START

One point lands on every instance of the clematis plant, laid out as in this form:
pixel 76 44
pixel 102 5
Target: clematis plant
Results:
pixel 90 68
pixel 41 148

END

§ Written instruction: Arrange every line of the listing above as a Markdown table with the columns Row and Line, leaving out blank lines. Put the row number under Row and the line itself under Line.

§ Answer to the problem:
| Row | Line |
|---|---|
| 1 | One point lands on every instance of the clematis plant, laid out as in this form: |
| 2 | pixel 76 44 |
| 3 | pixel 102 5 |
| 4 | Target: clematis plant |
| 5 | Results: |
| 6 | pixel 90 68 |
| 7 | pixel 41 148 |